### Task:
Would you transcribe the entries below word for word, omitting all images?

[Free-text object descriptions]
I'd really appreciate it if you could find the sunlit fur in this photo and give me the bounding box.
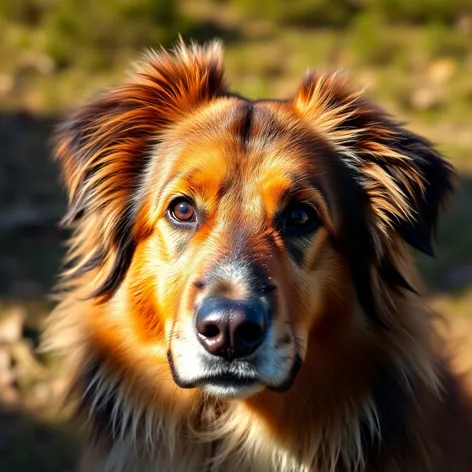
[44,41,472,472]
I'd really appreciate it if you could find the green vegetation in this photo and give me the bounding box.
[1,1,472,470]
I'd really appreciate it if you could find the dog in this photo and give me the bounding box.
[44,41,472,471]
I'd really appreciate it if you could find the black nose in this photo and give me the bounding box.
[195,298,268,360]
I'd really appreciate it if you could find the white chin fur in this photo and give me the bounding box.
[200,381,264,398]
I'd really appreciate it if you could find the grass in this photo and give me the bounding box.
[1,5,472,470]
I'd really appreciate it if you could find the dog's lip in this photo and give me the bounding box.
[167,349,303,392]
[167,349,259,389]
[197,373,259,387]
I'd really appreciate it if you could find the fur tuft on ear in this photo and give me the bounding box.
[293,72,455,260]
[55,40,226,300]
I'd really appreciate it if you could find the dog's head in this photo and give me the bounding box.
[56,42,454,399]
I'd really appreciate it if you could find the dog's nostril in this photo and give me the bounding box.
[201,323,220,339]
[236,322,265,343]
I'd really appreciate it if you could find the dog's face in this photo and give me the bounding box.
[56,43,453,400]
[139,100,349,397]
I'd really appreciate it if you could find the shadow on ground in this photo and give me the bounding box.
[0,111,66,300]
[0,403,79,472]
[0,111,78,471]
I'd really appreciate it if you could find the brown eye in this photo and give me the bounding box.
[169,198,196,223]
[283,203,320,236]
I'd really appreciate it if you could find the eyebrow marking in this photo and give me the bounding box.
[238,101,254,146]
[277,175,325,204]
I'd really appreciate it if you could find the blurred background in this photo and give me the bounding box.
[0,0,471,470]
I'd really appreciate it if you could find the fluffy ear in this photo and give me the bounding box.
[55,41,226,299]
[293,72,455,259]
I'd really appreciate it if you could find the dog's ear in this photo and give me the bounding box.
[57,40,226,225]
[293,72,455,259]
[55,41,226,299]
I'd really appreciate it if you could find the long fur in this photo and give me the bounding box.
[44,41,472,472]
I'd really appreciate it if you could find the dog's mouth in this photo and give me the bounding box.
[198,374,258,389]
[167,348,303,396]
[196,373,263,398]
[167,349,260,392]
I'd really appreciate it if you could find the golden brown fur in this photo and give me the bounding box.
[44,41,472,472]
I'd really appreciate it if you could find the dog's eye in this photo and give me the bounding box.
[282,203,320,236]
[169,198,196,223]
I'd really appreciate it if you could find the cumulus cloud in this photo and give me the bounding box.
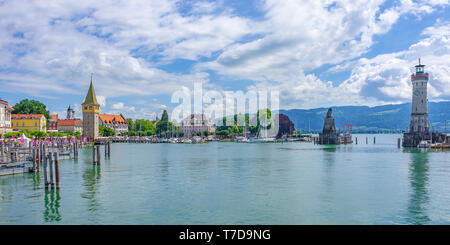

### Task answer:
I'd really appreciate it if you could find the sunlit fur in this photo and give me the bounding box.
[44,41,472,472]
I'd really appreciate it if you could find the green vegetation in this photo and give me the bounding box.
[1,1,472,470]
I'd really appreciate it if you could find the dog in this photo and give me the bounding box.
[44,41,472,471]
I'd really appreciate it if you could find the black nose in this photo and give me the bounding box.
[195,298,268,360]
I'd really appreciate it if you could find the white chin fur in this photo and give me the bounding box.
[200,381,264,398]
I'd really appreciate it if you could find the grass in this photo and give me the bounding box.
[1,5,472,470]
I'd really appreciate it if you could find the dog's lip in this photo and give me the bounding box.
[167,349,303,392]
[167,349,259,389]
[197,373,259,387]
I'd really appreciate it if you could find the fur tuft on ear in this photo and give me the bounding box.
[293,72,455,260]
[55,40,226,300]
I'd really appreciate it if you could find the dog's head in this photo and give me the bounding box.
[56,42,454,399]
I'd really appreciate it if you could find the dog's nostril in this photo and give me the bounding box.
[201,323,220,339]
[236,322,265,343]
I'd really appreciate it if you could find the dog's face in this photo and give me the bounding box.
[56,43,453,400]
[139,100,349,397]
I'd really appreciate it if you could find the shadow on ground in this photo and give me the bounding box.
[0,111,66,300]
[0,403,79,472]
[0,111,78,471]
I'd really appreciate it if you could find the brown eye in this photo and give me the bounding box.
[169,198,196,223]
[283,203,320,236]
I'd really appreciate it if you could find the eyebrow marking in this photo and give me the bounding box.
[238,101,254,146]
[277,175,325,204]
I'd really appreciate it if you could find the blurred background in this photo and give me the bounding box.
[0,0,471,470]
I'd really appreciate it if you could find the fluffy ear in this photo and give me the bounding box.
[55,41,226,299]
[293,72,455,259]
I'd really appreciate it if you could find the dog's ear in this photo and give me the bounding box.
[57,40,226,225]
[293,72,455,259]
[55,41,226,299]
I'd really appreciate it if you could find the long fur in this photo and give me the bounding box.
[44,41,472,472]
I'd really appreciate it if you could find the dog's mouth in this photo and give me the bounding box.
[198,374,258,389]
[167,348,303,396]
[196,373,263,398]
[167,349,260,392]
I'd really appreciate it if you could find the golden brown fur in this photo and give me the bounding box.
[44,41,472,472]
I'd really appreciate it if you could find the dog's eye in this photo and give me the bounding box.
[282,203,320,236]
[169,198,196,223]
I'd really appreciate it if you could find the cumulus cloud in this photo and give me the bounding box.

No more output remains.